◆ The problem: The excerpt on DeepSeek costs and limitations opens several paragraphs with a short label followed by a colon. List every such label that names a problem or limitation.

◆ Selected excerpt:
━━━━

Ignoring hook redirect messages (the vision problem above)
Occasionally using tools in ways that violate stated rules
Less consistent adherence to output formatting constraints

Coherence past 500K tokens: Context quality degrades in very long sessions. Use /compact aggressively.

API reliability: DeepSeek’s API returns 503 during peak hours. The CLAUDE_CODE_MAX_RETRIES=3 setting handles this automatically, but expect occasional delays.

Multi-turn reasoning: V4’s reasoning_content (thinking mode) can trigger 400 errors in multi-turn conversations. Restarting the session resolves this.

No image support: Solved partially via the Vision MCP + hook approach, but it adds latency and depends on a separate vision API.

Session isolation: claude-ds sessions cannot /resume native Claude sessions (different backends, different conversation formats).

The Cost Math

Rough output-token-only cost estimates (input tokens add to the total, but output is the dominant cost factor):

Scenario	Claude Opus	DeepSeek V4-Pro	V4-Flash
Light day (~500K output tokens)	$12.50	$1.74	$0.14
Heavy day (~2M output tokens)	$50.00	$6.96	$0.56
Monthly (20 heavy days)	$1,000	$139	$11.20

V4-Pro gives roughly 7x savings at the standard rate. V4-Flash gives 89x. If you are on a Claude Max subscription ($100-200/month depending on tier), the calculus changes — but if you are on API billing or hitting rate limits, the savings are significant.

Note: DeepSeek has been running promotional discounts (75% off V4-Pro at various times). Check their pricing page for current rates.

━━━━

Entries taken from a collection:

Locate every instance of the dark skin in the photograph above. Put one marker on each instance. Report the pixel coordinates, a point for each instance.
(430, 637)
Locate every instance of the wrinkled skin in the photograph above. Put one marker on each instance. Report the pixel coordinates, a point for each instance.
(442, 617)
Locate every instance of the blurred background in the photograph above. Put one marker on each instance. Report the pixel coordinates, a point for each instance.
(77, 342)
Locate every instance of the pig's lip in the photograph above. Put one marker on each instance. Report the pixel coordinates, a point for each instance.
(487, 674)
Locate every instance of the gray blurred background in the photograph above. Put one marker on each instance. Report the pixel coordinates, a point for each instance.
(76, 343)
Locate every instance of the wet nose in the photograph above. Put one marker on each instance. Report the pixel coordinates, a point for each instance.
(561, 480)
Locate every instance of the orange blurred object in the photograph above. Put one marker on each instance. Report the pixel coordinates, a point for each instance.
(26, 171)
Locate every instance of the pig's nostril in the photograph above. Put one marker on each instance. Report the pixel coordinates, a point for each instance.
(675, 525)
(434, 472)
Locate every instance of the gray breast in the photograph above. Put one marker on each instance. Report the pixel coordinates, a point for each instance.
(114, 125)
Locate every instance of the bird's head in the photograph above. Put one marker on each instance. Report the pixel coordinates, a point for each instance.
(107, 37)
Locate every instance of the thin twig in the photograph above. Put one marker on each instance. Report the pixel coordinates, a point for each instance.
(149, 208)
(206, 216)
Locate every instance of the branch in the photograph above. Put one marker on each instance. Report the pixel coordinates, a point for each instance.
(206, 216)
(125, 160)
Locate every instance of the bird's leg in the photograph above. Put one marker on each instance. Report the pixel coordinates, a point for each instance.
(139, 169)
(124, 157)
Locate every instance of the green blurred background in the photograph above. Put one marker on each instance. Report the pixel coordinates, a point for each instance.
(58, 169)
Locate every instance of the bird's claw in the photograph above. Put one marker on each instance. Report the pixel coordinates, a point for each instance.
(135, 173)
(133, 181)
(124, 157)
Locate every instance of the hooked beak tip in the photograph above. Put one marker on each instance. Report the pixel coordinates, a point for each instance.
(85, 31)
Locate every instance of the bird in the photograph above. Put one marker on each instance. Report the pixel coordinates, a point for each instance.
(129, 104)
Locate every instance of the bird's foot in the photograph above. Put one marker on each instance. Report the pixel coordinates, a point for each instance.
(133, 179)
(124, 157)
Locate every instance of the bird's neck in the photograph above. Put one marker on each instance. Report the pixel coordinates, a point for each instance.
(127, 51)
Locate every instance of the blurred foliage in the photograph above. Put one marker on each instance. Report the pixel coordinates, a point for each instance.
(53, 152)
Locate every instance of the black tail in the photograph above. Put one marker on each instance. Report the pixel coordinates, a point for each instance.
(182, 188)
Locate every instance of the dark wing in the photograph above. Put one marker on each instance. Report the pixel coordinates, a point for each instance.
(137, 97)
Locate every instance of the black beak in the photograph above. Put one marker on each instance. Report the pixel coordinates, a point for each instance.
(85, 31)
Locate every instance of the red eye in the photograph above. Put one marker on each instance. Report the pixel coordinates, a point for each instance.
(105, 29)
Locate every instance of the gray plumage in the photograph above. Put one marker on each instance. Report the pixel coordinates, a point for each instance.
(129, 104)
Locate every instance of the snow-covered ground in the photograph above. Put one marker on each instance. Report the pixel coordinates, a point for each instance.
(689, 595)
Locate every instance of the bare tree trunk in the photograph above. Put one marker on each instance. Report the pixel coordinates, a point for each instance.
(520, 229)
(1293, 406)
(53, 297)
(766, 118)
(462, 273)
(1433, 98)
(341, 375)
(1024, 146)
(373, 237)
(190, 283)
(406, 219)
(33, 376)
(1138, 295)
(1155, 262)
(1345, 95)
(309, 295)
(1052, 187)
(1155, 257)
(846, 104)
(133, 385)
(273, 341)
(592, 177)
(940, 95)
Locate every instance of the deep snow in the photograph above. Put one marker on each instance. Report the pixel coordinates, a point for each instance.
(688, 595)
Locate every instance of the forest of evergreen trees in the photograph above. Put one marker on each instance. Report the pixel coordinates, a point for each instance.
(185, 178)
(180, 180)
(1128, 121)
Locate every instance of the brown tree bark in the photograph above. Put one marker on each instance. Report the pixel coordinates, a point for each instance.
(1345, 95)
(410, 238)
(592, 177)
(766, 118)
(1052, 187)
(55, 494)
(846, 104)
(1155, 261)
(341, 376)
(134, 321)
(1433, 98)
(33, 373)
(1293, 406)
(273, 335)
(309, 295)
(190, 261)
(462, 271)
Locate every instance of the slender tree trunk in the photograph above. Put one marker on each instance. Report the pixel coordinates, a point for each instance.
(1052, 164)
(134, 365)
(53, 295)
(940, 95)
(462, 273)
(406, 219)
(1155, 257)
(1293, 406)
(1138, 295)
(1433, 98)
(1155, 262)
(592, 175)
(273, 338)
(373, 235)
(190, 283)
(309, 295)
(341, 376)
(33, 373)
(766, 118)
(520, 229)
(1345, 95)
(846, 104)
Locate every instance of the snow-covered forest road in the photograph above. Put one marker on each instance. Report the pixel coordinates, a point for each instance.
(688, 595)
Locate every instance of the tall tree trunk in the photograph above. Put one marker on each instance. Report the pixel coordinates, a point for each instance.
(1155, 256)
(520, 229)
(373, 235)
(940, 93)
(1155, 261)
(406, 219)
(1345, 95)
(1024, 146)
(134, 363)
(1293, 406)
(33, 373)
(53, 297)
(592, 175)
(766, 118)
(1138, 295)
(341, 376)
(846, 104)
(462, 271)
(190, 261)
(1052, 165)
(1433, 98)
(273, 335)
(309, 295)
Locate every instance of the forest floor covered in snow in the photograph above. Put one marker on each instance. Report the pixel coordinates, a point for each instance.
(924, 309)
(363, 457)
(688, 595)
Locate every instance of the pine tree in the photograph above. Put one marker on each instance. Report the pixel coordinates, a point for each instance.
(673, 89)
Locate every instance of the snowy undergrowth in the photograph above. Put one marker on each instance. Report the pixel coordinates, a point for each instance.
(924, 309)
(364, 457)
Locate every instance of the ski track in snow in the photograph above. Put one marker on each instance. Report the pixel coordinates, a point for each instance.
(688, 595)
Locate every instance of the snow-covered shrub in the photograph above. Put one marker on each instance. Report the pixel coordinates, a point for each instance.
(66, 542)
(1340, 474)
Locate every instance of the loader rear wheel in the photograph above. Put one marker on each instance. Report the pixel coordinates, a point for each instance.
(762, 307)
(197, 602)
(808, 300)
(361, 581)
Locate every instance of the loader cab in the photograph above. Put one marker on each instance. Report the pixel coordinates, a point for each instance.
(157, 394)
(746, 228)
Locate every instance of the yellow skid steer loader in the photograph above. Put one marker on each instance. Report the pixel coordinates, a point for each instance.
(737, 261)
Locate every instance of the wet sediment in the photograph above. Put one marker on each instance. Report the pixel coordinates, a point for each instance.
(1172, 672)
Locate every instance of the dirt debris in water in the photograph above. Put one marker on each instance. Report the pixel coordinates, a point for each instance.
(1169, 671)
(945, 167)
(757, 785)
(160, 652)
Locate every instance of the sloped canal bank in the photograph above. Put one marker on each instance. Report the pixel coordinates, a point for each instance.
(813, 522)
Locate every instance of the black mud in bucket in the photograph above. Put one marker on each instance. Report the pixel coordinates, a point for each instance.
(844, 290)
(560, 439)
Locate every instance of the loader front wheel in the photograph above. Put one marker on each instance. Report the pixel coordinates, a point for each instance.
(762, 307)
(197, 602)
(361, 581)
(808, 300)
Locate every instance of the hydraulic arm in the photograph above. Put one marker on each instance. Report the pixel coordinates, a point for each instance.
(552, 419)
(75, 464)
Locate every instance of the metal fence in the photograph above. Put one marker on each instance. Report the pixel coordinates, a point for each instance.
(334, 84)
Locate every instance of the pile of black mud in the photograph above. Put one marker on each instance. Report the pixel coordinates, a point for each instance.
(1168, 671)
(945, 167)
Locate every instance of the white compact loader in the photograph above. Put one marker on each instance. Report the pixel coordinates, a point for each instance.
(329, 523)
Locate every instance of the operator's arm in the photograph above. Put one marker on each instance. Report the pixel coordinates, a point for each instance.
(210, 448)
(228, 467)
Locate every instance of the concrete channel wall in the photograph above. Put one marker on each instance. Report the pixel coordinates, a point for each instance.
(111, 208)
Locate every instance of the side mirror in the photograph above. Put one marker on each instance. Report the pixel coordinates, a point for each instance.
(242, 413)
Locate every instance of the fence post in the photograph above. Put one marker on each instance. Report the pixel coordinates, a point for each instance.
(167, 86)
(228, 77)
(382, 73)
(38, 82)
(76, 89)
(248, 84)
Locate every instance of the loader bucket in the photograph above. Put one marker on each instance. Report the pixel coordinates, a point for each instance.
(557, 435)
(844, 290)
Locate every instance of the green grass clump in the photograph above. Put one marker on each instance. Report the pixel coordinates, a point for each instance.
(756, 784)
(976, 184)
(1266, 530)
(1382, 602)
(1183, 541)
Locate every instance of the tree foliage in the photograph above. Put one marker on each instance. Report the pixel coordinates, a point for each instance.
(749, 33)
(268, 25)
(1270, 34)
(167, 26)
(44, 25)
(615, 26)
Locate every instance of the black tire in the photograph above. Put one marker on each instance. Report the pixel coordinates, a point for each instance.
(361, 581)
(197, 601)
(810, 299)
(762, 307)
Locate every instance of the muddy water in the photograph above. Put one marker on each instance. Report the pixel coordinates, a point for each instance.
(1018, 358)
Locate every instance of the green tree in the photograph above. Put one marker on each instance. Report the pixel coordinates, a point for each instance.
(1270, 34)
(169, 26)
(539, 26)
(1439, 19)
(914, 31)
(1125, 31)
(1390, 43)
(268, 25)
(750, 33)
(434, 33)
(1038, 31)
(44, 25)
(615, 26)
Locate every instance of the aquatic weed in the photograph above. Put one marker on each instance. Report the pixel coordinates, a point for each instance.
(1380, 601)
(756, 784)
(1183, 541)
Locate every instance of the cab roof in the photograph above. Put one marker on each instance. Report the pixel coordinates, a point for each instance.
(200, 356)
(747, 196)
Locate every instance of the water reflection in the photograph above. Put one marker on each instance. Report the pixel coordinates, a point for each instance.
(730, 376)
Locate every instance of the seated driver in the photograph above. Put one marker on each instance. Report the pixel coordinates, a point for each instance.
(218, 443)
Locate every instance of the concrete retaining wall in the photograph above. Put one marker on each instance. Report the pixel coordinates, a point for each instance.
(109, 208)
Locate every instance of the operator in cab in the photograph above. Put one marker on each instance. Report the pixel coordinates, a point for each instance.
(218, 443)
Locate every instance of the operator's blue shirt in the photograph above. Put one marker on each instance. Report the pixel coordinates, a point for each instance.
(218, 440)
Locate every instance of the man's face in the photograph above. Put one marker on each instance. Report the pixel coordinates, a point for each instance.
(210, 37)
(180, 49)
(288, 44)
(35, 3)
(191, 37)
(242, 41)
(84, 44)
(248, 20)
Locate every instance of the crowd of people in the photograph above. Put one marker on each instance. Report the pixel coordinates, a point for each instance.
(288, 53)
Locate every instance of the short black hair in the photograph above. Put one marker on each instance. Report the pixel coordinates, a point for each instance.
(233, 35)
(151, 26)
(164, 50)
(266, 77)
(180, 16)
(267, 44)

━━━━

◆ Output for this task:
- Coherence past 500K tokens
- API reliability
- Multi-turn reasoning
- No image support
- Session isolation